- Objectives -
1/ Answer these questions from the article about Ryō Wada:
(a) Where was he raised?
(b) Which film sparked his interest in films during high school?
(c) For how long did he work as an assistant director?
2/ Write what comes next in the biographical article on Ryō Wada, picking up after its final sentence.

- Source -
= Ryō Wada =

Japanese screenwriter and novelist

Ryō Wada (和田 竜, Wada Ryō) is a Japanese screenwriter and historical novelist. Two of his novels have been adapted to films, The Floating Castle and Land of Stealth.

==Life==
He was born in Osaka but raised in Asaminami in Hiroshima. As a child he was an avid reader of SF novels, in particular Nerawareta Gakuen, but in high school he became more interested in films after watching The Terminator.
After graduating from Waseda University he worked for three years as an assistant director for a television production company.

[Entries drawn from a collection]

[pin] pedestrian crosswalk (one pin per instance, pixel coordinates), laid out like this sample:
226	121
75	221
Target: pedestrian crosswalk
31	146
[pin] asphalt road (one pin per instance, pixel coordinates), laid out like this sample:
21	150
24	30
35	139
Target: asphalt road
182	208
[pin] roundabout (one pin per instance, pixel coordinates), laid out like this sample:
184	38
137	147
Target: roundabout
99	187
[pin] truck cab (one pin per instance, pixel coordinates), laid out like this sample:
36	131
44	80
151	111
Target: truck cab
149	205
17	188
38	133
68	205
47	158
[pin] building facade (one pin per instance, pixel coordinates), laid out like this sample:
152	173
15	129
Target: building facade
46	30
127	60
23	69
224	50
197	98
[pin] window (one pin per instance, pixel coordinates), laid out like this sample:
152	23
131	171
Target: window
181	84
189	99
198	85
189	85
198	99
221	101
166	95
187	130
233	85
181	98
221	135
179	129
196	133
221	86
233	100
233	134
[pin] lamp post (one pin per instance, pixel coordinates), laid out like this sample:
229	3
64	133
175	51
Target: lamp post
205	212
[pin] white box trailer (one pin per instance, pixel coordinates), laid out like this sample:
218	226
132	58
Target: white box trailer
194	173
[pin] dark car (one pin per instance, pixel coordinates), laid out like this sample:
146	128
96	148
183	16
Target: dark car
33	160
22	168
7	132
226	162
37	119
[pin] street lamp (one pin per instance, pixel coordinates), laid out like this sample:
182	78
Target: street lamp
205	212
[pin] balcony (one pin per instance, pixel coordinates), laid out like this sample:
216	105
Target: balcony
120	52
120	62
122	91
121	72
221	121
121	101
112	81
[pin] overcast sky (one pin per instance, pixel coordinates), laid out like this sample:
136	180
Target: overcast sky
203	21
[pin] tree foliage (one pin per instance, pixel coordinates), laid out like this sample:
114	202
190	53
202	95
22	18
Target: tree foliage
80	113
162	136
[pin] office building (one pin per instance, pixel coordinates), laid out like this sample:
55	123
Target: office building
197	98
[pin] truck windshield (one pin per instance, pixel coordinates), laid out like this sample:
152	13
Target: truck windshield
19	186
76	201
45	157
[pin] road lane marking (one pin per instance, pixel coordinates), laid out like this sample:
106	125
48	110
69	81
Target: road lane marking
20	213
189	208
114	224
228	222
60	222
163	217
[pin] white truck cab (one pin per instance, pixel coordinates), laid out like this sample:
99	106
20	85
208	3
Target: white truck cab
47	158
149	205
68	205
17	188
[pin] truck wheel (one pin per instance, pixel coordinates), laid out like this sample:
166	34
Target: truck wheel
...
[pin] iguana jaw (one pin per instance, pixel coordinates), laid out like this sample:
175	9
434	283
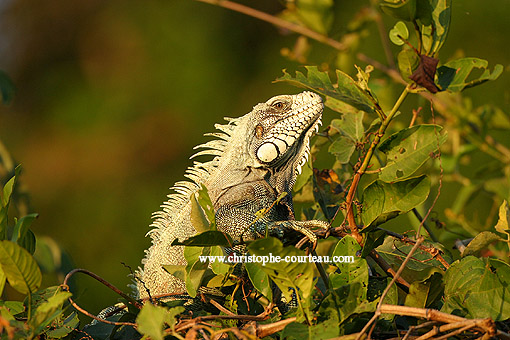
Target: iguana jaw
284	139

- Answers by task -
1/
(a) Asaminami in Hiroshima
(b) The Terminator
(c) Three years

2/
In 2003 his original screenplay won the "Kido Award" sponsored by the Motion Picture Producers Association of Japan to train and educate new screenwriters. In 2007 he made his debut as a fiction writer by turning his winning script into the historical novel Nobō no Shiro (のぼうの城) which sold over two million copies. The novel was adapted into a film in 2012 with Wada writing the script. In 2013 Wada published the two-volume historical novel Murakami Kaizoku no Musume (村上海賊の娘), which garnered both the Booksellers Award and the Yoshikawa Eiji Prize for historical fiction and quickly became a bestseller.

==Works==
- Nobō no Shiro (のぼうの城) - Shogakukan, 2007 - adapted into The Floating Castle (2012)
- Shinobi no Kuni (忍びの国) - Shinchosha, 2008 - adapted into Mumon: The Land of Stealth (2017)
- Kotarō No Hidariude (小太郎の左腕) - Shogakukan, 2009
- Murakami Kaizoku no Musume (村上海賊の娘) - Shinchosha, 2013

===Manga===

- Shinobi no Kuni illustrated by Mutsumi Banno - serialized in Monthly Shōnen Sunday (2009 - 2010, 4 Volumes)
- Shinobi no Kuni Anthology (2017, 1 Volume)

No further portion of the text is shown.